- Text section
Further to this, COs are well within their perogative to amplify exisiting regulations and orders through RO, SOs, and SOPs. If the CO of a unit says that any personnel going out of area (such as flying all the way to Toronto from Calgary on a weekend) are required to obtain permission from their chain of command fill out a leave pass, then that is a legal order and you can suffer the consequences if you choose to ignore it.


----------



## Eye In The Sky (27 Nov 2015)

George Wallace said:
			
		

> Obviously not a "Cold Warrior" and more of the "Barrackroom Lawyer".    [Xp
> 
> [



OR someone who thinks (all) leadership should follow the policies in place.  Otherwise, I am disobeying instructions in the QR & 0.  Our job is to follow and enforce official, published policy, whether we agree with it, or not.   :2c:


----------



## CountDC (27 Nov 2015)

interesting reading to say the least.

We use MM for leave passes and export to the outlook calender.

What I haven't seen anyone mention here is the unit recall status.  For example I am currently on a 72 hour recall notice so my unit should be able to reach me within that period.  If that gets shortened then the recall process is initiated to notify everyone they are now on a 24 hour recall (or whatevery it is changed to).  I always thought 72 hour was the norm status for everyone in the CF and was why we used to submit leave passes when leaving the local area for weekends.  Once contact is made the time to get in is as fast as you can but at XXXXhr as the latest based on your situation.

Unit cell phones and duty phones are not the same thing and you have to be careful about mixing them up.  A duty phone means that - you are on duty and should be answering anytime it rings.  I believe there is a little blurb in the leave manual on duty phones that warns units about them as you can not be on duty 24/7 (and no we are not paid to be, we are paid to be available 24/7 with work hours assigned based on a 40 hour work week (I know - HA)).  Unit cell phones can be given out (I have one) so if they have to call you then can but you don't have to jump and answer.  I let mine go to the messages if outside work hours and check it occassionally for messages.  Basically it replaces our home/pers cell phone with a phone number the unit can give out to everyone and will be the same for every person that fills your position (I get posted, my replacement will have the same contact number).

Regulations such as QR&Os can be expanded on by the C of C as long as it does not take away entitlements so if your boss says the policy for your section is leave passes will be submitted there is no issue there.


----------



## Eye In The Sky (27 Nov 2015)

- Excerpted records

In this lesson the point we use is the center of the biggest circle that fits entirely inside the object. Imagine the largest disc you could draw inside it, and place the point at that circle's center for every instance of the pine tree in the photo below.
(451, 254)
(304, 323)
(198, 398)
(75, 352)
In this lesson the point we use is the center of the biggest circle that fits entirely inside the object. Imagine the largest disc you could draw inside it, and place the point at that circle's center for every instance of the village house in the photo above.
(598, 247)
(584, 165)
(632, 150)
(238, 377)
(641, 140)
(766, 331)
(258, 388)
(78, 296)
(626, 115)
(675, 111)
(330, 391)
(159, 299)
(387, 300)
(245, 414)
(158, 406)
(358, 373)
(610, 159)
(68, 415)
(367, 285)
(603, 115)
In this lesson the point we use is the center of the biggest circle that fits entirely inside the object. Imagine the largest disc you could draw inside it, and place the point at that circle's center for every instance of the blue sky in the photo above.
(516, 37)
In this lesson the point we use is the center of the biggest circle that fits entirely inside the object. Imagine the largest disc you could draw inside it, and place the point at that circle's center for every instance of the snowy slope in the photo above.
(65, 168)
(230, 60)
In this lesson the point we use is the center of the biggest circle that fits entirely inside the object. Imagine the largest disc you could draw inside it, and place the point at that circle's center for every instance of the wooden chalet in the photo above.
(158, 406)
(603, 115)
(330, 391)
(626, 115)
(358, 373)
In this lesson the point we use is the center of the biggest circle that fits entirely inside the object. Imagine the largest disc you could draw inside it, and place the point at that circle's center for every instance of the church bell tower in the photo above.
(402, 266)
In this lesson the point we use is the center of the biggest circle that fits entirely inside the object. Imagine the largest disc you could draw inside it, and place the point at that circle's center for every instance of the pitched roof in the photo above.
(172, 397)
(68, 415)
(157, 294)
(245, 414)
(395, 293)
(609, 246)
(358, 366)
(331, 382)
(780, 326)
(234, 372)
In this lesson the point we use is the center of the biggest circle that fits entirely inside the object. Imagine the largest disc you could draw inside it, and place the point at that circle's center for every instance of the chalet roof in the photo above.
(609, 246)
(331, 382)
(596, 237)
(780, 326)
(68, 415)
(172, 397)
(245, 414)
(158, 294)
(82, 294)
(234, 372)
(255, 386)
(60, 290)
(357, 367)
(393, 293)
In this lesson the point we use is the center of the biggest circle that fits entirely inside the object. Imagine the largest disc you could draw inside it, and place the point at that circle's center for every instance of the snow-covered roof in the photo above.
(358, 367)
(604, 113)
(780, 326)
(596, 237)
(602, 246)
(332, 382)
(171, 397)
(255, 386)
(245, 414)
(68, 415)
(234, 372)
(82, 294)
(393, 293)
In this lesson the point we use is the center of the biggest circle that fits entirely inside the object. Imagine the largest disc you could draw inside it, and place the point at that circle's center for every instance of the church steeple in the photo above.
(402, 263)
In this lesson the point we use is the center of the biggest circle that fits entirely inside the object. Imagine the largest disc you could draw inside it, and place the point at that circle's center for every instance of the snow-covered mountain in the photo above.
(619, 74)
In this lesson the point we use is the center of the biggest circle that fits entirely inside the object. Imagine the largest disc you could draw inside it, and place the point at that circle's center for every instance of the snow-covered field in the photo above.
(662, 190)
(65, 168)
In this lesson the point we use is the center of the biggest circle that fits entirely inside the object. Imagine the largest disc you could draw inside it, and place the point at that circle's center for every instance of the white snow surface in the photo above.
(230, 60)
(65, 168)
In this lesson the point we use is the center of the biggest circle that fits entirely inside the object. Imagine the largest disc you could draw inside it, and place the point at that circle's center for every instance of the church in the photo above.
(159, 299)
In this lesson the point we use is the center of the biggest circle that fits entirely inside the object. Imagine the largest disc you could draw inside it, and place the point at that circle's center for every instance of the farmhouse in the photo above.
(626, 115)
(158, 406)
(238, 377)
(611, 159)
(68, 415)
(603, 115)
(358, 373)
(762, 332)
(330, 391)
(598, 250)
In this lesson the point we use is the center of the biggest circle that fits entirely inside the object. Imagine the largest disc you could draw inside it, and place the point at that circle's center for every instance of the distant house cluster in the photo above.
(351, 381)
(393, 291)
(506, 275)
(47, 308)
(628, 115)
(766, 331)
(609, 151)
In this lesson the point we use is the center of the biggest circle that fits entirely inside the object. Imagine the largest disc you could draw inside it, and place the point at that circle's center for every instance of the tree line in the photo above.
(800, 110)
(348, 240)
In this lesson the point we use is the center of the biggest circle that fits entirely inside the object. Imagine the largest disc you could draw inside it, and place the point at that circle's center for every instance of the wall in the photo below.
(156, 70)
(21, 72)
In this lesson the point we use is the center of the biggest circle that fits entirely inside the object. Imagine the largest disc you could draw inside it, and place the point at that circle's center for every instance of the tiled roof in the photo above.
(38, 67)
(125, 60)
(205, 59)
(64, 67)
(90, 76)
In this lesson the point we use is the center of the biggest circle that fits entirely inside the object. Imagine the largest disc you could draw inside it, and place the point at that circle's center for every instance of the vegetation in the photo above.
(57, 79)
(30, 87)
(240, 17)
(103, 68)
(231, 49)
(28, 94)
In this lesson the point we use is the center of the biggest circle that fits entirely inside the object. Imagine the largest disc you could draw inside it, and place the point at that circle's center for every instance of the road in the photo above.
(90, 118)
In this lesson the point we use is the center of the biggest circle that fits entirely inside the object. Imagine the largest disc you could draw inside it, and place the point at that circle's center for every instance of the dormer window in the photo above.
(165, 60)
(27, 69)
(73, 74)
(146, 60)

- What to do
Return, word for word, the part of the leave-pass thread that begins at "OR someone who" and stops after "the outlook calender.". The records play no part here.

- Result
OR someone who thinks (all) leadership should follow the policies in place.  Otherwise, I am disobeying instructions in the QR & 0.  Our job is to follow and enforce official, published policy, whether we agree with it, or not.   :2c:


----------



## CountDC (27 Nov 2015)

interesting reading to say the least.

We use MM for leave passes and export to the outlook calender.